◆ **What the task requires**:
From the data below, repeat exactly the lines from the line with "positive clicks: (161, 97) (160, 100)" to the line with "100L110 105L109 198L119", both included.

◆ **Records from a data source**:
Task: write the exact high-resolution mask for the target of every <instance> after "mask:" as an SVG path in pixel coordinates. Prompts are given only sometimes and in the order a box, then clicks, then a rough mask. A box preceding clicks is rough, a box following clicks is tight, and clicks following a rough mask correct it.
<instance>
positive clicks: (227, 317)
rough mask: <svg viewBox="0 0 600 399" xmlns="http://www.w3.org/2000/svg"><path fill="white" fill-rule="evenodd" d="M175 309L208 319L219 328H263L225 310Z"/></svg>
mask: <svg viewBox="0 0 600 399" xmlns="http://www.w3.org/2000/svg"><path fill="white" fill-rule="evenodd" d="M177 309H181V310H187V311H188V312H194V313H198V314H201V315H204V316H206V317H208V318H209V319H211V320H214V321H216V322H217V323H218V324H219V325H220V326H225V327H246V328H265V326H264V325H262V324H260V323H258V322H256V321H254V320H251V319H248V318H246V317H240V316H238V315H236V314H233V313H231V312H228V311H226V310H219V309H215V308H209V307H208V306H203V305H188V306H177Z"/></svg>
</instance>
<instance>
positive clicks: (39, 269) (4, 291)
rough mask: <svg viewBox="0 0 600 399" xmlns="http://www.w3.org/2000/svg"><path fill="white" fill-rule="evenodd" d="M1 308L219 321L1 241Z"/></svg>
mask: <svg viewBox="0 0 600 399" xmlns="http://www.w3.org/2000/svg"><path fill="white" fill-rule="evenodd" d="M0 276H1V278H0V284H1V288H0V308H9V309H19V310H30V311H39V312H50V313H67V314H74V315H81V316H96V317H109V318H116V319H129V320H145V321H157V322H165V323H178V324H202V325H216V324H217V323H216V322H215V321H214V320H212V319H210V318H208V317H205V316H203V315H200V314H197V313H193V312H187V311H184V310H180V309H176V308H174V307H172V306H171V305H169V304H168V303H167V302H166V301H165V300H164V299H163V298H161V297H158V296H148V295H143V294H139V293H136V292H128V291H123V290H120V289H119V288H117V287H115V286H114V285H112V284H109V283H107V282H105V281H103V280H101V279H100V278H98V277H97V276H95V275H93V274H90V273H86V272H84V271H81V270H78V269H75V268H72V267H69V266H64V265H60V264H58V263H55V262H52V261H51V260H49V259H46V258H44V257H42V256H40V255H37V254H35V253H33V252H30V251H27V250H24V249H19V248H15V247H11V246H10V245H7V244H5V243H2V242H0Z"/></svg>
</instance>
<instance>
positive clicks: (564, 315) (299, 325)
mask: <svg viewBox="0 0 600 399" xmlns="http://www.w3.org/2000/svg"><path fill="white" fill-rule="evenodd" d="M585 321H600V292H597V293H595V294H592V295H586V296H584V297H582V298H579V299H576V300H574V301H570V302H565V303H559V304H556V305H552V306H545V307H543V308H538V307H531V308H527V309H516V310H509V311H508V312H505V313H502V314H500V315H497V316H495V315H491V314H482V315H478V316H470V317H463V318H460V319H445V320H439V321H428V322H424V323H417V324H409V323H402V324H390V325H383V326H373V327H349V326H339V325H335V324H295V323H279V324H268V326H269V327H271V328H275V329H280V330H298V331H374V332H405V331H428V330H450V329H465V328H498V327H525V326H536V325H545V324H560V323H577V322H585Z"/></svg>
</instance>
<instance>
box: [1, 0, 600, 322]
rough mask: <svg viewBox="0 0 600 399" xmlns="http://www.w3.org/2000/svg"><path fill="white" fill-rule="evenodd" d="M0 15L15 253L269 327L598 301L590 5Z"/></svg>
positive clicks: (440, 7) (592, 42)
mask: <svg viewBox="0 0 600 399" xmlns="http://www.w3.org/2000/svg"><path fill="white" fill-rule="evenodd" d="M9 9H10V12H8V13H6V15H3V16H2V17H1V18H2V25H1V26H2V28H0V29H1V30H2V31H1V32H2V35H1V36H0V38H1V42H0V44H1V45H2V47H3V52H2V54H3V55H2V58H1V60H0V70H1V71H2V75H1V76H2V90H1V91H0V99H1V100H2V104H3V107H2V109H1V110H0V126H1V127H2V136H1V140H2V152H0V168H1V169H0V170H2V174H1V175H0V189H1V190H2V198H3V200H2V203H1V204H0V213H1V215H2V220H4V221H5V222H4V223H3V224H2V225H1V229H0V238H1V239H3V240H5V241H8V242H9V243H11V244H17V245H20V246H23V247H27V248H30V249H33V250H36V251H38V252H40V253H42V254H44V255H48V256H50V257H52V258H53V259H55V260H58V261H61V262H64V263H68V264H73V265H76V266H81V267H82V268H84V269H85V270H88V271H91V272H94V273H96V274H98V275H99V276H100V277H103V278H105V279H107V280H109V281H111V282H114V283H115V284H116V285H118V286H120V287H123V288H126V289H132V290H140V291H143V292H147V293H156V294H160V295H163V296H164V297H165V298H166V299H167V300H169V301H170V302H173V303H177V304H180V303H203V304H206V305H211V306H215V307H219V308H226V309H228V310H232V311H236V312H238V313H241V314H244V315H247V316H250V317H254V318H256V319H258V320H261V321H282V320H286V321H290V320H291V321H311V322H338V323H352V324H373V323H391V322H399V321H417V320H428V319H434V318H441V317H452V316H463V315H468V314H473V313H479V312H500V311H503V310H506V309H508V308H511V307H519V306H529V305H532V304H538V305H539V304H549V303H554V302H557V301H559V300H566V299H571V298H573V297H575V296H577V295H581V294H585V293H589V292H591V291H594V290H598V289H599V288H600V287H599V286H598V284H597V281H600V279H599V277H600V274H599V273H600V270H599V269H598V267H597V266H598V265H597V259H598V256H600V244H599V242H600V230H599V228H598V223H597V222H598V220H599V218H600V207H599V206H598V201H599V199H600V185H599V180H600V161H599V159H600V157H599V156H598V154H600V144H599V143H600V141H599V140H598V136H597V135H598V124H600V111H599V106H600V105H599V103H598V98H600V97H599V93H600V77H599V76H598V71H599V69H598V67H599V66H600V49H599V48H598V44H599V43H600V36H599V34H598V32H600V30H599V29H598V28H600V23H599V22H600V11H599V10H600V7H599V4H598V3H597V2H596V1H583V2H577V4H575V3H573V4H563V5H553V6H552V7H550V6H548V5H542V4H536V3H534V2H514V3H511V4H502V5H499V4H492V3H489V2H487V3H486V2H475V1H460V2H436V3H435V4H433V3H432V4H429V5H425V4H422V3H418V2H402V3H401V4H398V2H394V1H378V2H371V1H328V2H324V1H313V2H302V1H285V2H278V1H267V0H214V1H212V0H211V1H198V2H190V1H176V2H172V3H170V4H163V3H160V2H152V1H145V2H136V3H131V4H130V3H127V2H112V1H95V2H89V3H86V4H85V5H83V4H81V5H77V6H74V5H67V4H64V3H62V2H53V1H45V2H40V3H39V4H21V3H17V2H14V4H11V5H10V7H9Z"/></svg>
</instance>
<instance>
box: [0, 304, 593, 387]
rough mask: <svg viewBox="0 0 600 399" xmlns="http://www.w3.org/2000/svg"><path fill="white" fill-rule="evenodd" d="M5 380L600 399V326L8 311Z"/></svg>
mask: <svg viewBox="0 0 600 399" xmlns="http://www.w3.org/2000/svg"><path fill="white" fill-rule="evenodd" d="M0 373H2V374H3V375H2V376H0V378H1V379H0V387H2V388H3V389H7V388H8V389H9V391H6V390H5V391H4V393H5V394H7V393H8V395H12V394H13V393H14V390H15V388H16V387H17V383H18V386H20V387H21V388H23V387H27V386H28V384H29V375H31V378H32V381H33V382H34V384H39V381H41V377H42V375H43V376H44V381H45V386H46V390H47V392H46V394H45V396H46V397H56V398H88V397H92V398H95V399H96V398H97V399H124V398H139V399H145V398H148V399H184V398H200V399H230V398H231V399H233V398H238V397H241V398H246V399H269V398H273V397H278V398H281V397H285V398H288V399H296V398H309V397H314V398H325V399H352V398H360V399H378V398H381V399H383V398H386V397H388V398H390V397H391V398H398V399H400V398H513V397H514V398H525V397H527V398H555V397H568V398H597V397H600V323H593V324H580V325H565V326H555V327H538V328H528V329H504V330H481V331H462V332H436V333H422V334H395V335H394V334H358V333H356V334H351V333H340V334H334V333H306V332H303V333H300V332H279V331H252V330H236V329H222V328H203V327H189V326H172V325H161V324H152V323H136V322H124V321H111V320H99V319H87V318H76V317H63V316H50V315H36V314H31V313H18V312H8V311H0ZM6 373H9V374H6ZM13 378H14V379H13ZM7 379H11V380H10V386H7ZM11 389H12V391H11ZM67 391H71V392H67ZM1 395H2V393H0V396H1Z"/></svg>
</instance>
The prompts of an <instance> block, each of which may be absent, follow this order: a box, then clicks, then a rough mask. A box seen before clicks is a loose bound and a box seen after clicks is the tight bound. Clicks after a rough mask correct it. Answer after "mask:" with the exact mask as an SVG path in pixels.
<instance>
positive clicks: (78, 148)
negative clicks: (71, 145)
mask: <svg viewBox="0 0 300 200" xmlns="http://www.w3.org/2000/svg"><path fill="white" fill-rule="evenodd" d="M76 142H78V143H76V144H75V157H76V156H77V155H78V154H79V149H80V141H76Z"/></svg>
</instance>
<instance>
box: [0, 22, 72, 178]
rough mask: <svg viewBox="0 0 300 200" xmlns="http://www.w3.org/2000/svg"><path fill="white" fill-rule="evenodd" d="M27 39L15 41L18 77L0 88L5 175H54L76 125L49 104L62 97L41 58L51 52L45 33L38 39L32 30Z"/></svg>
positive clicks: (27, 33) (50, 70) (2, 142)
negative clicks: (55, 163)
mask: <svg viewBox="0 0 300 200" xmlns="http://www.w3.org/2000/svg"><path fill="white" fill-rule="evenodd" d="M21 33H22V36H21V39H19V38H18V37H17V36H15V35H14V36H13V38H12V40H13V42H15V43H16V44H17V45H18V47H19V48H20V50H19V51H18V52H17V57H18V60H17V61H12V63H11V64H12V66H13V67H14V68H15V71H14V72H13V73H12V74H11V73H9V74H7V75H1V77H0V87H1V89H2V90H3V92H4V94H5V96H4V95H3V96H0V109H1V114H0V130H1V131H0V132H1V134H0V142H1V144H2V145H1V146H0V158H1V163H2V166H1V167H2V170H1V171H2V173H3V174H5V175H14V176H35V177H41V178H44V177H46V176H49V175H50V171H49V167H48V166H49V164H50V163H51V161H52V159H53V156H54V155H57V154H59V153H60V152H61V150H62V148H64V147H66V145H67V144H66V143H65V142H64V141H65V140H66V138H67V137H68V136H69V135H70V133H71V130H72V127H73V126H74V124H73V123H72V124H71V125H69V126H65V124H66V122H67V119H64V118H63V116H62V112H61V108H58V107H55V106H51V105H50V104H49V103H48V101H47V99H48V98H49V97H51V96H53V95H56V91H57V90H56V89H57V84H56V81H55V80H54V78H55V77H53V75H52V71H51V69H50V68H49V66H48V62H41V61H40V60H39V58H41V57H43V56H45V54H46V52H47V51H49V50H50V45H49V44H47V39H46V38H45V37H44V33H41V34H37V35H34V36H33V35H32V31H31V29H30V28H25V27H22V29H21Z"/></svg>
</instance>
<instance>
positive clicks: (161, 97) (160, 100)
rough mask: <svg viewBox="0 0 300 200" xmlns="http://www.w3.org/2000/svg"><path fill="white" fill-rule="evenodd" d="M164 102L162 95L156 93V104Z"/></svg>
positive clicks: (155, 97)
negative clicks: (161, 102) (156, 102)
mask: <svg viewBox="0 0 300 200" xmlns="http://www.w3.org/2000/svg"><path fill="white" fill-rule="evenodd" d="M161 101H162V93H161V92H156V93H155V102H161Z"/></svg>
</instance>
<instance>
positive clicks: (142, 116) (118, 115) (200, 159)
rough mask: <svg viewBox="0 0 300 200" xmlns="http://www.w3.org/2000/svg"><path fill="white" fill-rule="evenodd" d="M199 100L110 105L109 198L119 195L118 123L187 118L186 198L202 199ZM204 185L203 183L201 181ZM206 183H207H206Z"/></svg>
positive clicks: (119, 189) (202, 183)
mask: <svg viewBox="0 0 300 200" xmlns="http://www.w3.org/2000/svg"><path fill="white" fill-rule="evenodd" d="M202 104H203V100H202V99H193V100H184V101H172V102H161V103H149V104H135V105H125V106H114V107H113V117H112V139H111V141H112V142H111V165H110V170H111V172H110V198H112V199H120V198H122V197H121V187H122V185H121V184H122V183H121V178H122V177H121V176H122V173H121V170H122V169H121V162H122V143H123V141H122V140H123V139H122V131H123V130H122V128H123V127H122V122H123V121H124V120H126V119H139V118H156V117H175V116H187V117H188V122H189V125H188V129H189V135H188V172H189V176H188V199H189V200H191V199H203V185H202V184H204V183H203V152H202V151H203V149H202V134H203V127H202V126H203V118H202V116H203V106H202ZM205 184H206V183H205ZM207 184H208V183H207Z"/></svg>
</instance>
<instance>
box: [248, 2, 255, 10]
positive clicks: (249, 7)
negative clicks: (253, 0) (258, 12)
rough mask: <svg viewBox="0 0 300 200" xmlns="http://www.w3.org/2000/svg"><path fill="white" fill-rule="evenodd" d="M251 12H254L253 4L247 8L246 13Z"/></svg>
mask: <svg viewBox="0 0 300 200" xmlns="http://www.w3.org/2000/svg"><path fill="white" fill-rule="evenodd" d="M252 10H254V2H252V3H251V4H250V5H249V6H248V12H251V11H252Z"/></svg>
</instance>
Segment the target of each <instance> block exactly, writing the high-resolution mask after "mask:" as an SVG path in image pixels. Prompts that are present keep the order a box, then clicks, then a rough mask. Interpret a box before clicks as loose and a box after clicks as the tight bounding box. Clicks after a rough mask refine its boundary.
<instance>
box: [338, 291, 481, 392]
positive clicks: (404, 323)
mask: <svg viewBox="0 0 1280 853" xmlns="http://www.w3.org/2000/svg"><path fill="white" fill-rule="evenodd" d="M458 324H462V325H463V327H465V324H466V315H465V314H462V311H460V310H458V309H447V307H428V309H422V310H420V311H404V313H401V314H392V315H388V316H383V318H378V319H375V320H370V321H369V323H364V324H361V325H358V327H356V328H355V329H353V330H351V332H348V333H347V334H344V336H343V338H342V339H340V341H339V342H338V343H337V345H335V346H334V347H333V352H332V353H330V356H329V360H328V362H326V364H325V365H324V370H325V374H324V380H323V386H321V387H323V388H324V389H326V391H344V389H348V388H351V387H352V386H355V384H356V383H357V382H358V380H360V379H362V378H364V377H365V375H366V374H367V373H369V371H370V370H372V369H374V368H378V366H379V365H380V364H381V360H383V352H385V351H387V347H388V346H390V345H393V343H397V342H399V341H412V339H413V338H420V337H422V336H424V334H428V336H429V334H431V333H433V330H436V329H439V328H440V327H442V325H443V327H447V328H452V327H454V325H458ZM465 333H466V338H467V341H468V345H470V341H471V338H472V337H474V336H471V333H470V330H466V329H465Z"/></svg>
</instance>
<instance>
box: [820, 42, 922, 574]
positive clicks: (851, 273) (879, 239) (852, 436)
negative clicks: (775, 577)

◆ **Result of the task**:
positive clicks: (161, 97) (160, 100)
rough mask: <svg viewBox="0 0 300 200" xmlns="http://www.w3.org/2000/svg"><path fill="white" fill-rule="evenodd" d="M164 102L162 95L156 93V104Z"/></svg>
positive clicks: (155, 97)
negative clicks: (161, 102) (156, 102)
mask: <svg viewBox="0 0 300 200" xmlns="http://www.w3.org/2000/svg"><path fill="white" fill-rule="evenodd" d="M161 101H162V93H161V92H156V93H155V102H161Z"/></svg>
</instance>
<instance>
positive clicks: (142, 116) (118, 115) (200, 159)
rough mask: <svg viewBox="0 0 300 200" xmlns="http://www.w3.org/2000/svg"><path fill="white" fill-rule="evenodd" d="M199 100L110 105L109 198L119 195L118 123L187 118L186 198L202 199ZM204 185L203 183L201 181ZM206 183H207H206Z"/></svg>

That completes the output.